VORLIEGENDER TEXT =
Mein Freund ist schwarz – und er spürt den Rassismus in den USA jeden Tag!

Das Video vom Tod des Afroamerikaners George Floyd hat uns alle sehr schockiert. Doch schon vorher gab es diese Polizeigewalt gegen schwarze Menschen – in Deutschland und auch in den USA. Dort werden die Proteste immer heftiger. Wir haben mit der Echten Mama Naomi gesprochen. Sie hat uns mit ihrem Beitrag über ihren schwarzen Freund, der für ihren Sohn ein toller Ersatzvater ist, sehr berührt.

Naomi schreibt hier:

Ich möchte euch erzählen, wie es hier, in Ohio (USA), wo ich wohne, wirklich ist. Mein Freund ist schwarz. Schon als er ein Kind war, hat die italienische und libanesische Seite seiner Familie gesagt, dass sie keine ,N***er` mögen! Aber sie redeten dabei ja ,natürlich nicht von ihm`!

Als er 10 Jahre alt war, lief er mit seinem Kumpel (ebenfalls dunkelhäutig) über die Straße, als ein alter Mann in seinem Truck auf die beiden zuraste und ,Ihr scheiss N***er !` schrie, er ist sogar über den Randstein gefahren, die beiden mussten rennen und dann in den Graben hüpfen.

ER WAR 10 JAHRE ALT!

Als er 14 war, hatte er seine erste Freundin, sie war weiß. Ihre Eltern zogen ihn zur Seite, nachdem sie ihn für einige Wochen kannten und meinten ,Du bist der netteste, wohlerzogenste Junge, den wir kennen, aber unsere Tochter kann nicht mit einem Schwarzen zusammen sein.`

Stellt euch mal vor, dass euch mit 14 gesagt wird: ,DU bist klasse, aber du bist es trotzdem nicht wert, mit unserer Tochter zusammen zu sein, wegen deiner Hautfarbe!?` Die beiden durften nicht in der Öffentlichkeit gesehen werden und durften nicht zusammen zum Prom (Abschlussball). 2 Jahre lang haben sie sich heimlich getroffen.

Er wird, seitdem er Autofahren darf, etwa zweimal im Monat von der Polizei angehalten.

Er hat immer sichergestellt, dass er alle Papiere dabei hat. Dass alles am Auto intakt ist, damit ihn niemand für so etwas aus dem Verkehr ziehen kann. Wenn die Polizei kommt, hält er die Hände so, dass man sie sieht. Er muss aufzählen, wo er war, und es wird immer nach Drogen gesucht. Er hat noch nie Drogen genommen oder Alkohol getrunken.

Seine Freunde damals meinten: ,Du bist nicht so wie die anderen Schwarzen, du bist einer von den Coolen.`

DAS IST KEIN KOMPLIMENT!!! So etwas ist enttäuschend und verletzend zu hören. Sie mögen IHN, aber alle anderen Schwarzen wurden als ,aus dem Ghetto kommend` und ähnliches abgestempelt.

ROHDATEN =
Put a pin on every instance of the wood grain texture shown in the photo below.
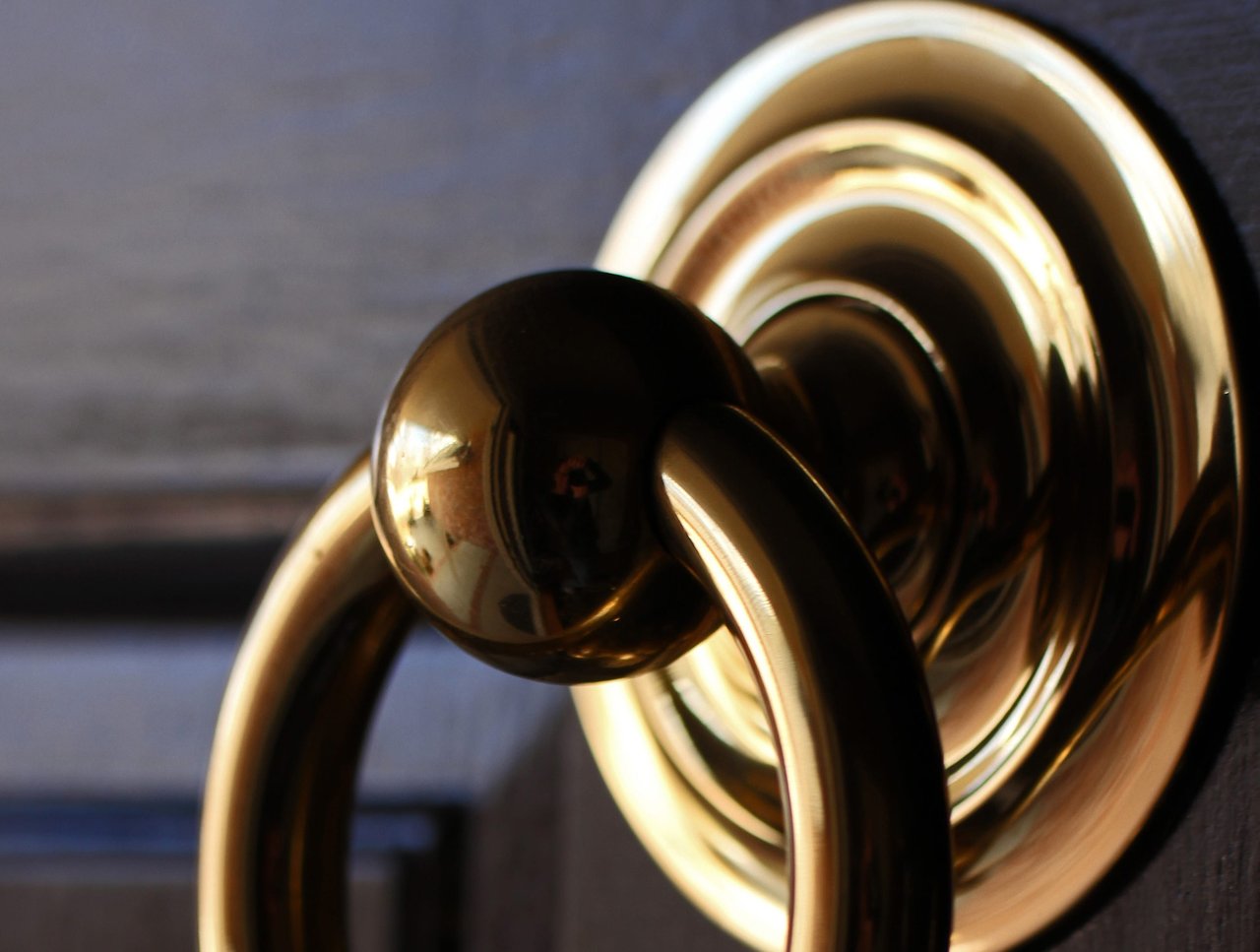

ZIEL DER AUFGABE =
Prüfe, ob die Aussagen (a), (b) und (c) mit dem Text über Rassismus in den USA übereinstimmen. Antworte jeweils mit Ja oder Nein und zitiere die entscheidenden Worte des Textes wörtlich.
(a) Der Freund wird etwa zweimal im Monat von der Polizei angehalten.
(b) Der Freund und seine erste Freundin durften gemeinsam zum Abschlussball gehen.
(c) Der Freund hat früher gelegentlich Alkohol getrunken.

ERGEBNIS DER ÜBUNG =
(a) Ja: „Er wird, seitdem er Autofahren darf, etwa zweimal im Monat von der Polizei angehalten.“
(b) Nein: „durften nicht zusammen zum Prom (Abschlussball)“
(c) Nein: „Er hat noch nie Drogen genommen oder Alkohol getrunken.“